- _ASSIGNMENT_
Restate word for word the section of the entries that opens at the line containing "negative clicks: (252, 70)" and closes at the line containing "positive clicks: (481, 442)", both lines kept, pictures dropped.

- _SOURCE INFORMATION_
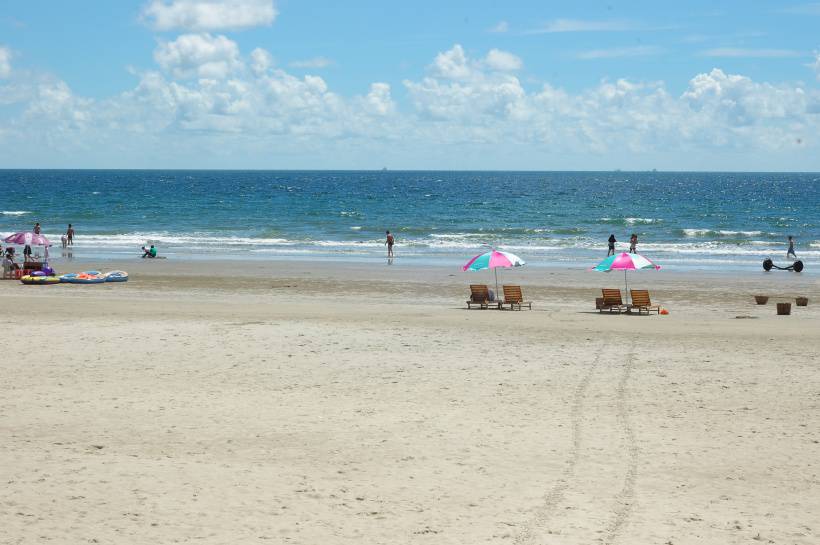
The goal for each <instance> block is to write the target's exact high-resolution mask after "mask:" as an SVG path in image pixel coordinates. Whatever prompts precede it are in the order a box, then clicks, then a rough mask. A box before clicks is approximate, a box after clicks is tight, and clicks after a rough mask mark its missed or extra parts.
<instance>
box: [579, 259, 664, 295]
mask: <svg viewBox="0 0 820 545" xmlns="http://www.w3.org/2000/svg"><path fill="white" fill-rule="evenodd" d="M660 268H661V266H660V265H655V264H654V263H652V262H651V261H649V260H648V259H646V258H645V257H644V256H642V255H640V254H628V253H626V252H624V253H621V254H618V255H611V256H609V257H607V258H606V259H604V260H603V261H601V262H600V263H598V264H597V265H596V266H594V267H592V268H591V269H590V270H591V271H598V272H611V271H624V289H625V291H626V296H627V297H629V283H628V282H627V279H626V273H627V271H639V270H641V269H654V270H656V271H657V270H660Z"/></svg>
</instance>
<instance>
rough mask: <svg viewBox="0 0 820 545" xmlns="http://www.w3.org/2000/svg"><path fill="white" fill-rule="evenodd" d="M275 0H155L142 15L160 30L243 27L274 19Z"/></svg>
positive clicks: (274, 16)
mask: <svg viewBox="0 0 820 545" xmlns="http://www.w3.org/2000/svg"><path fill="white" fill-rule="evenodd" d="M276 15H277V12H276V8H275V7H274V5H273V0H170V1H169V0H152V1H151V2H150V3H149V4H148V5H146V6H145V7H144V8H143V10H142V17H143V19H144V20H146V21H147V22H148V23H149V24H150V25H151V26H152V27H153V28H155V29H156V30H185V31H208V30H240V29H245V28H251V27H256V26H268V25H270V24H272V23H273V21H274V19H275V18H276Z"/></svg>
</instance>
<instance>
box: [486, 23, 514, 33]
mask: <svg viewBox="0 0 820 545" xmlns="http://www.w3.org/2000/svg"><path fill="white" fill-rule="evenodd" d="M509 30H510V24H509V23H508V22H507V21H499V22H498V23H496V25H495V26H493V27H492V28H490V32H492V33H494V34H503V33H505V32H507V31H509Z"/></svg>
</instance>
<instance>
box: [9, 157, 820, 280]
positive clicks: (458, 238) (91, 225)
mask: <svg viewBox="0 0 820 545" xmlns="http://www.w3.org/2000/svg"><path fill="white" fill-rule="evenodd" d="M0 189H2V192H0V234H3V235H4V236H5V235H6V234H8V233H11V232H13V231H18V230H26V229H31V227H32V226H33V224H34V222H40V223H41V224H42V226H43V232H44V233H45V234H46V235H47V236H49V237H50V238H51V239H52V242H53V243H55V246H57V247H59V238H60V234H61V233H63V232H65V228H66V226H67V224H68V223H72V224H73V225H74V227H75V229H76V232H77V238H76V245H75V247H74V255H75V256H83V257H124V256H133V255H134V254H135V253H136V252H138V251H139V247H140V246H142V245H144V244H146V243H153V244H156V245H157V246H158V247H159V248H160V252H161V253H162V254H164V255H168V256H174V257H175V258H197V257H202V256H206V257H216V256H219V257H245V258H247V257H254V258H272V257H293V256H299V257H321V258H334V257H335V258H341V259H370V258H374V257H376V256H379V257H381V256H382V255H384V253H385V248H384V243H383V241H384V232H385V230H387V229H390V230H391V231H393V232H394V233H395V235H396V240H397V246H396V253H397V255H398V256H399V257H407V258H410V259H419V260H420V259H424V260H429V259H440V258H447V259H453V260H455V259H462V258H465V259H466V257H469V256H470V255H472V254H474V253H476V252H477V251H480V250H481V248H482V247H484V245H492V246H496V247H500V248H502V249H507V250H509V251H512V252H514V253H517V254H519V255H521V256H522V257H523V258H524V259H526V260H527V261H528V262H530V263H531V264H556V263H557V264H560V263H577V264H579V265H581V264H582V265H589V264H592V263H593V262H596V261H597V260H599V259H600V258H601V257H603V256H605V254H606V239H607V238H608V237H609V235H610V233H613V234H615V236H616V238H617V239H618V240H619V244H618V247H619V249H623V250H624V251H625V250H626V248H627V247H628V240H629V236H630V235H631V234H632V233H636V234H637V235H638V237H639V245H638V250H639V252H640V253H642V254H644V255H646V256H648V257H650V258H652V259H654V260H656V261H658V262H660V263H661V264H665V265H667V266H672V267H694V268H698V267H705V268H709V267H723V268H725V267H729V268H737V267H744V268H745V267H755V268H759V267H760V262H761V261H762V259H763V258H764V257H767V256H771V257H772V258H773V259H774V260H775V263H780V262H782V263H785V262H786V260H785V252H786V237H787V236H788V235H793V236H795V237H796V240H797V253H798V257H800V258H801V259H802V260H803V261H804V262H805V263H806V264H807V270H810V269H811V268H812V267H811V266H810V265H812V264H818V263H820V174H817V173H805V174H800V173H797V174H795V173H665V172H394V171H377V172H350V171H340V172H329V171H322V172H319V171H304V172H300V171H159V170H144V171H136V170H129V171H126V170H111V171H106V170H0ZM57 253H58V252H57V251H56V250H54V249H52V255H54V254H57Z"/></svg>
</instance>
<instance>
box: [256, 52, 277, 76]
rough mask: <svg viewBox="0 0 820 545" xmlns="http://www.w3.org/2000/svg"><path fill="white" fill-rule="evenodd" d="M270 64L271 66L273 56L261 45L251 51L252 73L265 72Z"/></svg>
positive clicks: (271, 65)
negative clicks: (252, 70)
mask: <svg viewBox="0 0 820 545" xmlns="http://www.w3.org/2000/svg"><path fill="white" fill-rule="evenodd" d="M271 66H273V57H272V56H271V54H270V53H268V52H267V51H265V50H264V49H262V48H261V47H257V48H256V49H254V50H253V51H251V70H253V73H254V74H256V75H257V76H260V75H262V74H264V73H265V72H267V71H268V69H269V68H270V67H271Z"/></svg>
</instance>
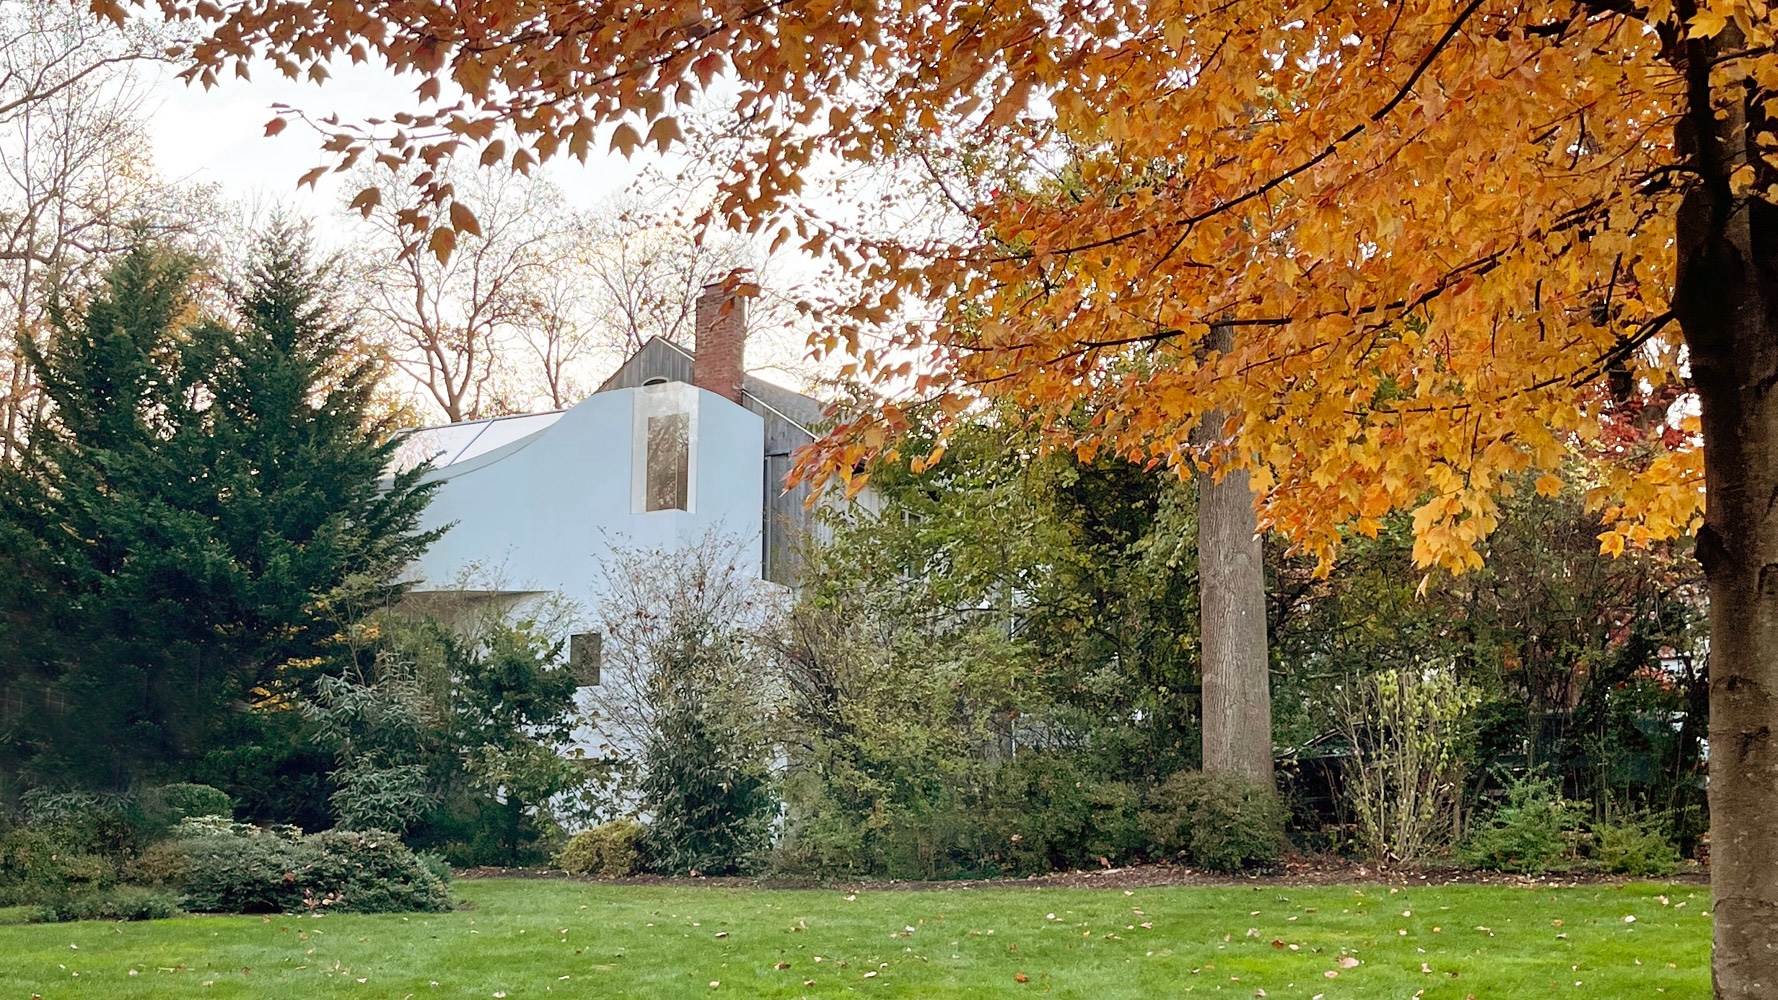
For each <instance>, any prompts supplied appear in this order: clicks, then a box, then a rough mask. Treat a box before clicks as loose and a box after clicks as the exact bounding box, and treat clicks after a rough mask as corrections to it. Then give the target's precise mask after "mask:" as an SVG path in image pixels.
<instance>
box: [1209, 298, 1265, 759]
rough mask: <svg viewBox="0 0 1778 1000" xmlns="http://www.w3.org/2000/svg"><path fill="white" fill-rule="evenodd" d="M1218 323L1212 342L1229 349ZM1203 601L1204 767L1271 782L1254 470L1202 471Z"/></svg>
mask: <svg viewBox="0 0 1778 1000" xmlns="http://www.w3.org/2000/svg"><path fill="white" fill-rule="evenodd" d="M1230 336H1232V331H1230V329H1229V327H1216V329H1213V331H1211V338H1209V343H1207V347H1209V349H1211V351H1227V349H1229V343H1230ZM1221 431H1223V416H1221V415H1220V413H1209V415H1205V418H1204V431H1202V434H1200V436H1198V440H1200V443H1209V441H1214V440H1216V438H1220V436H1221ZM1197 486H1198V609H1200V612H1198V614H1200V619H1202V621H1200V626H1198V642H1200V658H1202V667H1200V669H1202V674H1204V696H1202V705H1204V770H1220V772H1225V774H1237V776H1241V778H1245V779H1248V781H1253V783H1257V785H1264V786H1268V788H1269V786H1271V783H1273V778H1271V678H1269V676H1268V674H1266V671H1268V648H1266V568H1264V553H1262V548H1261V537H1259V523H1257V520H1255V516H1253V489H1252V486H1250V484H1248V475H1246V472H1230V473H1229V475H1225V477H1223V479H1221V480H1220V482H1218V480H1216V479H1214V477H1211V475H1205V473H1202V472H1200V473H1198V477H1197Z"/></svg>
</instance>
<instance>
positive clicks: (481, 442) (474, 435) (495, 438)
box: [391, 409, 565, 472]
mask: <svg viewBox="0 0 1778 1000" xmlns="http://www.w3.org/2000/svg"><path fill="white" fill-rule="evenodd" d="M562 413H565V411H562V409H555V411H549V413H516V415H512V416H489V418H485V420H464V422H462V423H445V425H441V427H416V429H412V431H402V432H398V434H396V436H395V438H396V445H395V461H393V463H391V464H393V468H395V472H405V470H411V468H414V466H418V464H420V463H423V461H427V459H430V461H432V466H434V468H448V466H453V464H457V463H461V461H468V459H473V457H477V456H484V454H487V452H493V450H494V448H500V447H505V445H510V443H514V441H519V440H525V438H530V436H532V434H537V432H541V431H544V429H546V427H549V425H551V423H555V422H557V420H562Z"/></svg>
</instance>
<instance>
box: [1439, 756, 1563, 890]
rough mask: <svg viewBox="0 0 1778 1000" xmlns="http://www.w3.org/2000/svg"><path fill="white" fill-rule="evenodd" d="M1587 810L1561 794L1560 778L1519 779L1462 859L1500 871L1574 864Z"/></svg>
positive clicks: (1495, 808) (1475, 832) (1561, 865)
mask: <svg viewBox="0 0 1778 1000" xmlns="http://www.w3.org/2000/svg"><path fill="white" fill-rule="evenodd" d="M1581 822H1582V811H1581V806H1579V804H1577V802H1572V801H1568V799H1563V797H1561V790H1559V788H1558V786H1556V781H1552V779H1549V778H1542V776H1536V774H1531V776H1526V778H1517V779H1513V781H1511V783H1510V785H1508V786H1506V799H1504V801H1502V802H1501V804H1499V806H1495V810H1494V813H1492V815H1490V817H1488V820H1486V822H1485V824H1483V826H1481V827H1478V829H1476V831H1474V833H1470V836H1469V842H1467V843H1463V847H1462V849H1460V851H1458V858H1460V859H1462V861H1463V863H1465V865H1470V867H1476V868H1494V870H1499V872H1550V870H1559V868H1568V867H1572V865H1574V859H1575V851H1577V843H1579V838H1581Z"/></svg>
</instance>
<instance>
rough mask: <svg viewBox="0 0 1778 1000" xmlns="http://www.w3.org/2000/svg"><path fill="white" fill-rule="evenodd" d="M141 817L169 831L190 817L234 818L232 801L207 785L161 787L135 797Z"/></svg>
mask: <svg viewBox="0 0 1778 1000" xmlns="http://www.w3.org/2000/svg"><path fill="white" fill-rule="evenodd" d="M137 799H139V801H140V804H142V811H144V815H146V817H148V819H149V820H151V822H155V824H156V826H162V827H172V826H176V824H178V822H180V820H185V819H192V817H224V819H233V817H235V799H231V797H229V795H228V792H224V790H220V788H212V786H210V785H190V783H180V785H162V786H160V788H149V790H146V792H142V794H140V795H139V797H137Z"/></svg>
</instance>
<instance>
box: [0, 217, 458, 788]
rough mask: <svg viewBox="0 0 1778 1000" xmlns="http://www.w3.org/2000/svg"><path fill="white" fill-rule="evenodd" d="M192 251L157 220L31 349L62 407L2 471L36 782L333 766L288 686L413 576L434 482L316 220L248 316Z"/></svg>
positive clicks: (2, 476) (24, 681)
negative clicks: (318, 742) (390, 386)
mask: <svg viewBox="0 0 1778 1000" xmlns="http://www.w3.org/2000/svg"><path fill="white" fill-rule="evenodd" d="M192 267H194V265H192V262H190V260H187V258H183V256H178V254H172V253H167V251H165V249H160V247H155V246H153V244H149V242H146V240H144V242H139V244H137V246H135V247H132V249H130V251H128V253H126V254H123V258H119V262H117V263H116V265H114V267H112V270H110V272H108V274H107V278H105V281H103V285H101V286H100V288H98V290H96V292H94V294H92V295H91V301H89V302H87V306H85V308H84V310H78V311H76V310H73V308H62V310H59V311H57V313H55V324H53V335H52V338H50V345H48V349H44V351H43V352H30V354H28V361H30V365H32V368H34V372H36V375H37V377H39V381H41V384H43V391H44V397H46V400H48V407H46V416H44V418H43V420H41V422H39V423H37V425H36V427H34V429H32V436H30V441H28V450H27V452H25V459H23V461H21V464H20V466H18V468H12V470H4V472H0V559H4V564H0V566H4V569H5V577H7V580H5V582H4V584H0V585H4V593H0V600H4V605H0V607H4V610H5V632H4V637H0V642H4V644H5V646H4V655H5V662H7V664H9V665H11V667H12V669H11V671H9V673H12V674H14V678H12V680H11V683H9V696H7V705H9V706H11V708H12V712H11V714H12V721H11V722H9V724H7V742H9V744H11V746H9V751H11V754H12V756H14V763H18V765H21V767H23V769H25V774H27V779H28V781H36V783H64V785H85V786H121V785H128V783H132V781H139V779H144V778H187V776H203V778H204V779H208V781H220V783H224V785H229V786H231V790H233V792H238V794H244V797H245V799H247V801H249V804H254V801H256V799H258V804H260V806H265V804H267V802H265V795H267V786H268V785H277V783H281V781H297V783H300V781H302V779H304V776H302V774H300V772H304V770H311V767H302V765H299V767H295V770H297V772H299V774H288V770H290V767H288V765H290V762H288V760H281V758H288V756H290V754H292V753H302V751H297V749H295V747H299V746H300V744H302V742H304V740H302V738H300V737H299V730H300V726H297V724H293V722H292V719H293V717H295V714H293V712H286V710H284V708H288V706H290V703H292V696H293V694H299V692H300V690H302V689H304V687H306V685H308V683H309V681H311V680H313V678H315V676H316V674H318V673H325V671H329V669H336V667H338V664H340V662H341V660H343V657H345V653H347V651H345V648H343V646H341V644H340V635H341V632H343V628H345V626H348V625H350V621H352V619H356V617H357V616H359V614H361V610H364V609H368V607H375V605H379V603H386V601H388V600H389V598H393V596H395V594H396V593H398V584H396V580H398V573H400V569H402V566H405V564H407V562H409V560H411V559H412V557H414V555H418V553H420V552H421V550H423V548H425V546H427V544H428V543H430V541H432V537H434V536H430V534H423V532H418V530H416V525H418V518H420V514H421V511H423V507H425V504H427V495H428V489H427V488H425V486H421V484H420V482H418V472H409V473H402V475H396V477H395V479H393V482H384V480H382V475H384V470H386V468H388V463H389V457H391V443H389V441H388V434H386V429H384V427H377V425H373V423H372V422H370V420H368V413H366V411H368V404H370V391H372V388H373V384H375V377H377V370H375V368H373V367H372V363H370V361H347V358H348V352H347V347H348V342H350V327H348V324H347V322H343V320H341V317H340V315H338V313H336V311H334V310H332V308H331V306H329V302H327V297H325V285H327V269H325V267H316V265H315V263H311V260H309V251H308V244H306V240H304V238H302V235H300V233H299V231H297V230H293V228H290V226H274V228H272V230H270V231H268V233H267V235H265V237H263V238H261V240H260V244H258V247H256V249H254V265H252V269H251V272H249V278H247V281H245V286H244V288H242V290H240V295H238V313H240V320H238V324H233V326H226V324H220V322H194V320H192V315H190V313H192V308H190V302H188V299H187V290H188V283H190V274H192ZM274 737H276V738H274ZM308 753H311V754H313V751H308ZM313 756H315V760H313V762H311V765H313V767H315V769H325V767H327V762H325V758H324V756H320V754H313ZM277 770H286V774H284V776H283V778H277V776H276V774H274V772H277ZM309 785H313V786H316V788H318V781H313V776H309ZM254 811H261V810H254Z"/></svg>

- _TASK RESULT_
negative clicks: (252, 70)
mask: <svg viewBox="0 0 820 545" xmlns="http://www.w3.org/2000/svg"><path fill="white" fill-rule="evenodd" d="M271 66H273V57H272V56H271V54H270V53H268V52H267V51H265V50H264V49H262V48H261V47H257V48H256V49H254V50H253V51H251V70H253V73H254V74H256V75H257V76H260V75H262V74H264V73H265V72H267V71H268V69H269V68H270V67H271Z"/></svg>
</instance>
For each <instance>, any prompts supplied appear in this order: clicks, then a box, then a rough mask. Treat a box before clicks as loose and a box after clicks as the exact bounding box, and treat clicks after a rough mask as corrections to it. Then give the target's precise mask after "mask:" as an SVG path in image pixels.
<instance>
box: [1209, 298, 1265, 759]
rough mask: <svg viewBox="0 0 1778 1000" xmlns="http://www.w3.org/2000/svg"><path fill="white" fill-rule="evenodd" d="M1218 323L1212 342L1229 349ZM1203 601L1204 767L1271 782L1254 470L1202 471Z"/></svg>
mask: <svg viewBox="0 0 1778 1000" xmlns="http://www.w3.org/2000/svg"><path fill="white" fill-rule="evenodd" d="M1230 336H1232V331H1230V329H1229V327H1216V329H1213V331H1211V338H1209V343H1207V347H1209V349H1211V351H1227V349H1229V343H1230ZM1221 431H1223V416H1221V415H1220V413H1209V415H1205V418H1204V431H1202V434H1200V436H1198V440H1200V443H1209V441H1214V440H1216V438H1220V436H1221ZM1197 486H1198V609H1200V612H1198V614H1200V619H1202V621H1200V626H1198V642H1200V658H1202V667H1200V669H1202V674H1204V696H1202V705H1204V770H1220V772H1225V774H1237V776H1241V778H1245V779H1248V781H1253V783H1257V785H1264V786H1268V788H1269V786H1271V783H1273V778H1271V678H1269V676H1268V674H1266V671H1268V648H1266V568H1264V553H1262V548H1261V537H1259V523H1257V520H1255V516H1253V489H1252V486H1250V484H1248V475H1246V472H1230V473H1229V475H1225V477H1223V479H1221V480H1220V482H1218V480H1216V479H1214V477H1211V475H1205V473H1202V472H1200V473H1198V477H1197Z"/></svg>
</instance>
<instance>
positive clicks: (481, 442) (474, 435) (495, 438)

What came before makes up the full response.